▸ **Text provided**:
>>>
On Tue, Mar 16, 2021 at 10:47 PM Greg King <greg.king@oracle.com> wrote:

I am new to vdsm and trying to understand the architecture/internals much better


Welcome to vdsm Greg!

The ovirt documentation for architecture I have found so far seems to be relatively high level


And it is mostly outdated, but we don't have anything better.
 

My effort to understand the architecture by walking through the vdsm code using pdb/rpdb is slow and probably not all that efficient

 

Does anyone have pointers to documentation that might explain the vdsm modules, classes and internals a little more in depth?


I don't think we have more detailed documentation, but there are lot of
talks and slide decks that give more info on specific topics, and are usually
are more updated:
https://www.ovirt.org/community/archived_conferences_presentations.html

There is also lot of content on youtube, here some example that I could
find easily:
- [oVirt 3.6 deep dive] - live storage migration between mixed domains
  https://www.youtube.com/watch?v=BPy29Q__VV4
- oVirt 4.1 deep dive - VM leases
  https://www.youtube.com/watch?v=MVa-4fQo2V8
- Back to the future – incremental backup in oVirt
  https://www.youtube.com/watch?v=X-xHD9ddN6s
- oVirt 4k - teaching an old dog new tricks
  https://www.youtube.com/watch?v=Q1VQxjYEzDY

 

I’d also like to understand where I might be able to add rpdb.set_trace() so I can step through functions being called in libvirt.py


I don't think using a debugger is very helpful with vdsm, since vdsm is not
designed for stopping a thread for unlimited time. In some cases the system
will log warning and traceback every 60 seconds about blocked worker.
<<<
▸ **Given instruction**: Reproduce the vdsm mailing-list reply above word for word, from its first line to its last.

▸ **Information shown**:
>>>
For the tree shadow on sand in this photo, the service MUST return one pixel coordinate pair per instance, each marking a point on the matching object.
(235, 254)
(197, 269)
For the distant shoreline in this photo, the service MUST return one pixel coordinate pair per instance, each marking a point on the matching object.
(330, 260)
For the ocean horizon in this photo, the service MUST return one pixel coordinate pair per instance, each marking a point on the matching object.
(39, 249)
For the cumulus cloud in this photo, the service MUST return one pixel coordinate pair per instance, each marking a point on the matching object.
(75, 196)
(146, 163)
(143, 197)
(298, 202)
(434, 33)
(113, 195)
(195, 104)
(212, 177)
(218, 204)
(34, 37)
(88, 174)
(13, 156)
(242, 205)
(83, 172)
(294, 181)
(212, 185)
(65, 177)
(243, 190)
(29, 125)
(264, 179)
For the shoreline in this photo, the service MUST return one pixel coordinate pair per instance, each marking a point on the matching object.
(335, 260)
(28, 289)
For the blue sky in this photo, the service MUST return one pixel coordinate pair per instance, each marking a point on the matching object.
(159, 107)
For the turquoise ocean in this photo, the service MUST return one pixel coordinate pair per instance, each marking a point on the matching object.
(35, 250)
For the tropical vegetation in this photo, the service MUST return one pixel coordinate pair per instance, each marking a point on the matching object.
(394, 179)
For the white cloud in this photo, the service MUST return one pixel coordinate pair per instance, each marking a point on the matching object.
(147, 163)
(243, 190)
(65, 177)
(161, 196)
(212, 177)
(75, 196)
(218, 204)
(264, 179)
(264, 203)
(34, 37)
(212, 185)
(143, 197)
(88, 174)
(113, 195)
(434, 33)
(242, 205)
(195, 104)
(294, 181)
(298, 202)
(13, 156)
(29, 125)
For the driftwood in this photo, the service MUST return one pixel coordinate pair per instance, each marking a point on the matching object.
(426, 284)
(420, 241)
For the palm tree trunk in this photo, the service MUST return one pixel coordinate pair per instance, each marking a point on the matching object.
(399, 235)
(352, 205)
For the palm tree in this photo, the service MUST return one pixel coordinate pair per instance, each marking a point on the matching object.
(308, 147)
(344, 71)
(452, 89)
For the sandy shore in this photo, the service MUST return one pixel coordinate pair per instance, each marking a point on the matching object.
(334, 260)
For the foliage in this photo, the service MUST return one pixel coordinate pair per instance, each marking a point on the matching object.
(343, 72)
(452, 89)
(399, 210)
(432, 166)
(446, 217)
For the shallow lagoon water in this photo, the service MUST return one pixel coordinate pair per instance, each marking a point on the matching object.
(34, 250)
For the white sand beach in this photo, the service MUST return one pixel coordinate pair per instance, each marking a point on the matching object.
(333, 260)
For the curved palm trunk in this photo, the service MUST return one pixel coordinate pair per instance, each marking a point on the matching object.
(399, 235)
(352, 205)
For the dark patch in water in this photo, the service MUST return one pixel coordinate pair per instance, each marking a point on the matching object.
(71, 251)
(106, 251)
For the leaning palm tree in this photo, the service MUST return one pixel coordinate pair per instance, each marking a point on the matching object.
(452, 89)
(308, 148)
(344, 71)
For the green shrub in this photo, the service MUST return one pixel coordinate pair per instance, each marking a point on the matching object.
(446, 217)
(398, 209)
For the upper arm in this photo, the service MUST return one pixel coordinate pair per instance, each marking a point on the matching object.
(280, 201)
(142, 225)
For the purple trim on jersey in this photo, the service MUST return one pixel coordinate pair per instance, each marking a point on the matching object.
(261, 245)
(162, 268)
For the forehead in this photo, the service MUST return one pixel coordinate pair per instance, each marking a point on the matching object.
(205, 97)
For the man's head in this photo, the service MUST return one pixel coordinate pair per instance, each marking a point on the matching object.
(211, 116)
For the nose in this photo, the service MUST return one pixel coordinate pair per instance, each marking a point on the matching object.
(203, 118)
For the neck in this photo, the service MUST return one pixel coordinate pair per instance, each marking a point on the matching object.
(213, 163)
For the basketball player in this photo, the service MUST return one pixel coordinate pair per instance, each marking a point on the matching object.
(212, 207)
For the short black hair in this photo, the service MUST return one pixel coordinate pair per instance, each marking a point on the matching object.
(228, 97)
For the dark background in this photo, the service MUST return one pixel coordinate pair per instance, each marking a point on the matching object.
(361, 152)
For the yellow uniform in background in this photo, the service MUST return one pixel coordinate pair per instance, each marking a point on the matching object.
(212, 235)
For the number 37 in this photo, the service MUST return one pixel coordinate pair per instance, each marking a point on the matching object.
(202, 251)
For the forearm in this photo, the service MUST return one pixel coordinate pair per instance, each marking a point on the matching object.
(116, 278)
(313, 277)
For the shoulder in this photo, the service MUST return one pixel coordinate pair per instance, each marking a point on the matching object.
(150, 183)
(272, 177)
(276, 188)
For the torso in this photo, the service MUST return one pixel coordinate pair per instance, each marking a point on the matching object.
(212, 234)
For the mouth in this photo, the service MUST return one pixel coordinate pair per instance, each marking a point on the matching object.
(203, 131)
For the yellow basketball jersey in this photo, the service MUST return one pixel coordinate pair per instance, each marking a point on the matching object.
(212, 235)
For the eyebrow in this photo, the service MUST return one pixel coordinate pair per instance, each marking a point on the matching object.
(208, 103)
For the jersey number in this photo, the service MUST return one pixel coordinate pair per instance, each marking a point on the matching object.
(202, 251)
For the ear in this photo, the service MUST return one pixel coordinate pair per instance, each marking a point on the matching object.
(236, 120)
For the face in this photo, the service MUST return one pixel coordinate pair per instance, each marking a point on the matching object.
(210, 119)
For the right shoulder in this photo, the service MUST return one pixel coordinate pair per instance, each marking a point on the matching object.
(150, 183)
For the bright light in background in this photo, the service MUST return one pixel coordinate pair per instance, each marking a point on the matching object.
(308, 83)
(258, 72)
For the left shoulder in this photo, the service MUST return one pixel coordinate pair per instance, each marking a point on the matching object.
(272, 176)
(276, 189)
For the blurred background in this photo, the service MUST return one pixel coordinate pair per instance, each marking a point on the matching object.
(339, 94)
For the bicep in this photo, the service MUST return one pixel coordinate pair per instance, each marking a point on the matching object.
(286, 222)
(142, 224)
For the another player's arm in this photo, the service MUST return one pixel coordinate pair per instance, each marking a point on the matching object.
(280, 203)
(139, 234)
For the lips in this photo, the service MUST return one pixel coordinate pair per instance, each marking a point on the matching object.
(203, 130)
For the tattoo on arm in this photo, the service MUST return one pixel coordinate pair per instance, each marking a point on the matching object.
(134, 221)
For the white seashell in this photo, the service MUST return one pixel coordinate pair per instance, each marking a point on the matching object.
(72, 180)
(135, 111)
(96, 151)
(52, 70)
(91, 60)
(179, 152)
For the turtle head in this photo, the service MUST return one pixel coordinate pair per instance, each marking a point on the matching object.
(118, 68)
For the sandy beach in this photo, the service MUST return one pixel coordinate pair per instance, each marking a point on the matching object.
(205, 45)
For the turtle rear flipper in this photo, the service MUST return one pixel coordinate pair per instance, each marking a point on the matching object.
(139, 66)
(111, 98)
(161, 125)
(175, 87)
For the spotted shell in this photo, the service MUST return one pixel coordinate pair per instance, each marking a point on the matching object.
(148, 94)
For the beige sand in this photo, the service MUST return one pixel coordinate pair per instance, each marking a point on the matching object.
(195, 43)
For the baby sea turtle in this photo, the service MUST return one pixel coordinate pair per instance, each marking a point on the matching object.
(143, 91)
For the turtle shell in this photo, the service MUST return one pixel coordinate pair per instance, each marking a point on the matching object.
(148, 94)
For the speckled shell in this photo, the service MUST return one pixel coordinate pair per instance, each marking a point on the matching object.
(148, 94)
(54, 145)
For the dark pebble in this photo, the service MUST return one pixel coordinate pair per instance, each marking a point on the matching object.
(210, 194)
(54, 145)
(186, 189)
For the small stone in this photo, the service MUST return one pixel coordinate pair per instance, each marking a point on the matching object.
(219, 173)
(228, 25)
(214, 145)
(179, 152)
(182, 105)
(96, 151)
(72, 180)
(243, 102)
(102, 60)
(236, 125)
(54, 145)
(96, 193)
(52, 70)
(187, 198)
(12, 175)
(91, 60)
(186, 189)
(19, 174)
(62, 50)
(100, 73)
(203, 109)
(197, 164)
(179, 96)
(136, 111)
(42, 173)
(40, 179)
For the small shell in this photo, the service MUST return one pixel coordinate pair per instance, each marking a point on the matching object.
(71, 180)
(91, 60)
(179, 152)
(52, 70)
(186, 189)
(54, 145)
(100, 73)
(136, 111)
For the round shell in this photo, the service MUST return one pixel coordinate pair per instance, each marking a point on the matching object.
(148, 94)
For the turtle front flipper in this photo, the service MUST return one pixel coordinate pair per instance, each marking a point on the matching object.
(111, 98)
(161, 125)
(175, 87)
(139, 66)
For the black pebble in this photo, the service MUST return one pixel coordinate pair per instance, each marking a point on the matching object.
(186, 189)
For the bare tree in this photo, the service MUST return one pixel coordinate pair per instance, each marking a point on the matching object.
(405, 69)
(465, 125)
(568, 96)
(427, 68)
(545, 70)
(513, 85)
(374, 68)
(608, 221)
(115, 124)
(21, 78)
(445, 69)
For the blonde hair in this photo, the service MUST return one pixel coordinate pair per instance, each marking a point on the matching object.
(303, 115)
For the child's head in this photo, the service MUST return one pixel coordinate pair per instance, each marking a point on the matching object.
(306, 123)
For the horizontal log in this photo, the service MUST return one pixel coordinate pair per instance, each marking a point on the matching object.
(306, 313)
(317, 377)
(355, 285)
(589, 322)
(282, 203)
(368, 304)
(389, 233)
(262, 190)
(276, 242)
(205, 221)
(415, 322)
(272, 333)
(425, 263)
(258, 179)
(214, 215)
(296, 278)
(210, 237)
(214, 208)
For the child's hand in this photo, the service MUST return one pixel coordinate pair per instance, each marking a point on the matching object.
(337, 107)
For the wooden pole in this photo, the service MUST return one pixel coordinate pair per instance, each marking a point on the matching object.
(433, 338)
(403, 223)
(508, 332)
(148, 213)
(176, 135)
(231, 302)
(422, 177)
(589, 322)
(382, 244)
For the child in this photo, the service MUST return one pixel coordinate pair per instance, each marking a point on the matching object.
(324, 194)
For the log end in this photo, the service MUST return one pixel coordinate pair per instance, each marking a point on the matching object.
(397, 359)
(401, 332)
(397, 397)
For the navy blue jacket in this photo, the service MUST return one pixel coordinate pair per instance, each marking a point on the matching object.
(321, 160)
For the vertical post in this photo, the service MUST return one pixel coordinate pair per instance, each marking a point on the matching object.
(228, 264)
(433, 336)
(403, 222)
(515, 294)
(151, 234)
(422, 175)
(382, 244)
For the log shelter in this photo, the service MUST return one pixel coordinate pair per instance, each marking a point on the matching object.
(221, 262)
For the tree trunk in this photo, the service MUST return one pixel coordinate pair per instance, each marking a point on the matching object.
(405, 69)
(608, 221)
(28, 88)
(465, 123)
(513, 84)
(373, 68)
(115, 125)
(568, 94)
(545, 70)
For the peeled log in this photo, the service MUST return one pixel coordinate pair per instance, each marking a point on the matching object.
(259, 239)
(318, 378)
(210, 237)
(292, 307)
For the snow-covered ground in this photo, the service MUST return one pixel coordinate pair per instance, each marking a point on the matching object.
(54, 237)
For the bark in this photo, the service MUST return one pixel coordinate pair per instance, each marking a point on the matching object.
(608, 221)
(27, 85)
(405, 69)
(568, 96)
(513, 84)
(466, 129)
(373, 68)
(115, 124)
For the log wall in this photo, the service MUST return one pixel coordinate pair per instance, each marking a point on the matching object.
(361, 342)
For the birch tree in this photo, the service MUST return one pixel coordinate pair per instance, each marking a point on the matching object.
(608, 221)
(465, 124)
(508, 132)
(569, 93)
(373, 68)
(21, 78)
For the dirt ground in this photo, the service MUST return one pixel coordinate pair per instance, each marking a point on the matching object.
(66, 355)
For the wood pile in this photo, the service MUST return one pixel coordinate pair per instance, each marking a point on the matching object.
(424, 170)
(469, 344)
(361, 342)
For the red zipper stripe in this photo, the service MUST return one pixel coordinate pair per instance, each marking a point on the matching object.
<<<
▸ **Solution to this exercise**:
On Tue, Mar 16, 2021 at 10:47 PM Greg King <greg.king@oracle.com> wrote:

I am new to vdsm and trying to understand the architecture/internals much better


Welcome to vdsm Greg!

The ovirt documentation for architecture I have found so far seems to be relatively high level


And it is mostly outdated, but we don't have anything better.
 

My effort to understand the architecture by walking through the vdsm code using pdb/rpdb is slow and probably not all that efficient

 

Does anyone have pointers to documentation that might explain the vdsm modules, classes and internals a little more in depth?


I don't think we have more detailed documentation, but there are lot of
talks and slide decks that give more info on specific topics, and are usually
are more updated:
https://www.ovirt.org/community/archived_conferences_presentations.html

There is also lot of content on youtube, here some example that I could
find easily:
- [oVirt 3.6 deep dive] - live storage migration between mixed domains
  https://www.youtube.com/watch?v=BPy29Q__VV4
- oVirt 4.1 deep dive - VM leases
  https://www.youtube.com/watch?v=MVa-4fQo2V8
- Back to the future – incremental backup in oVirt
  https://www.youtube.com/watch?v=X-xHD9ddN6s
- oVirt 4k - teaching an old dog new tricks
  https://www.youtube.com/watch?v=Q1VQxjYEzDY

 

I’d also like to understand where I might be able to add rpdb.set_trace() so I can step through functions being called in libvirt.py


I don't think using a debugger is very helpful with vdsm, since vdsm is not
designed for stopping a thread for unlimited time. In some cases the system
will log warning and traceback every 60 seconds about blocked worker.